Reproduce every entry below exactly, minus the pictures.
»»
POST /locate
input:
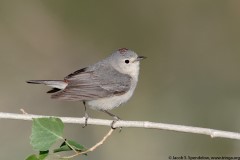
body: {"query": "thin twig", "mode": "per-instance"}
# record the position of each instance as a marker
(139, 124)
(93, 147)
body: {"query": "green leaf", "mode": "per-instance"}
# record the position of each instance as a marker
(37, 157)
(45, 132)
(65, 146)
(32, 157)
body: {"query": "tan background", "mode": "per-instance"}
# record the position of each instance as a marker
(191, 76)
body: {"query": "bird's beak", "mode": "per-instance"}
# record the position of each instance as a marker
(139, 58)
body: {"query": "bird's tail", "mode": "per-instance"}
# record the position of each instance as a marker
(56, 84)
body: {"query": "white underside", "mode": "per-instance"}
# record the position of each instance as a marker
(111, 102)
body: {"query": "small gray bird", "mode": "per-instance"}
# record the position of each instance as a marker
(102, 86)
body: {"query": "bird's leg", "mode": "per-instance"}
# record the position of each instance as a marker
(85, 114)
(116, 118)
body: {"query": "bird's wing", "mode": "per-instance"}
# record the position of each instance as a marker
(94, 83)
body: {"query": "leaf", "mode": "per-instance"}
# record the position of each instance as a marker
(45, 132)
(32, 157)
(37, 157)
(65, 146)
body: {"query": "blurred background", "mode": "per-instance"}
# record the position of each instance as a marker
(191, 75)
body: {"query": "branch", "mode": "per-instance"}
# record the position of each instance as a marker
(138, 124)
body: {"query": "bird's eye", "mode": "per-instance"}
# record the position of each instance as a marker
(126, 61)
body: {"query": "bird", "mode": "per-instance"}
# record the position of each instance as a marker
(102, 86)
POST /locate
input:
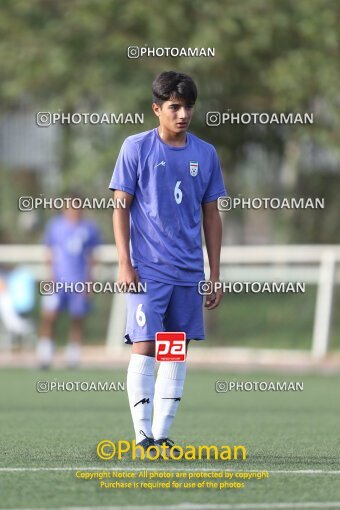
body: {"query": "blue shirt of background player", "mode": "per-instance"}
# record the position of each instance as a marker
(71, 244)
(169, 184)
««
Solution:
POST /locate
input:
body: {"query": "thin twig", "mode": "per-instance"}
# record the position of each instance as a marker
(139, 124)
(93, 147)
body: {"query": "green leaf", "mode": "per-instance"}
# record the position of each instance as a marker
(37, 157)
(45, 132)
(65, 146)
(32, 157)
body: {"query": "tan background", "mode": "per-instance"}
# record the position of each instance as a marker
(191, 76)
body: {"query": "bird's beak", "mode": "per-instance"}
# record the position of each instance as a marker
(139, 58)
body: {"query": "bird's tail", "mode": "per-instance"}
# record the position of each instance as a marker
(56, 84)
body: {"query": "white underside", "mode": "per-instance"}
# record the position of each instance as a marker
(111, 102)
body: {"query": "small gray bird", "mode": "per-instance"}
# record the position of each instance as a marker
(102, 86)
body: {"query": "bird's leg", "mode": "per-instance"}
# record the position of each instance as a marker
(85, 114)
(116, 118)
body: {"query": "bird's wing", "mode": "per-instance"}
# record the position of each instance as a marker
(94, 83)
body: {"query": "leaf", "mode": "per-instance"}
# record the position of each instance as a marker
(45, 132)
(32, 157)
(37, 157)
(65, 146)
body: {"query": "blurred background", "mode": "per-instance"}
# record the position of each instance as a marker
(191, 75)
body: {"query": "branch", "mode": "per-instance"}
# record the position of each instance as a marker
(138, 124)
body: {"query": "bird's eye", "mode": "per-instance"}
# record the position of each instance as a marker
(126, 61)
body: {"query": "bird", "mode": "per-instance"}
# record the position of each instance as a marker
(102, 86)
POST /locate
input:
body: {"query": "blue shirt of background player", "mode": "per-instance"}
# record the position of each instance as a marker
(71, 244)
(169, 184)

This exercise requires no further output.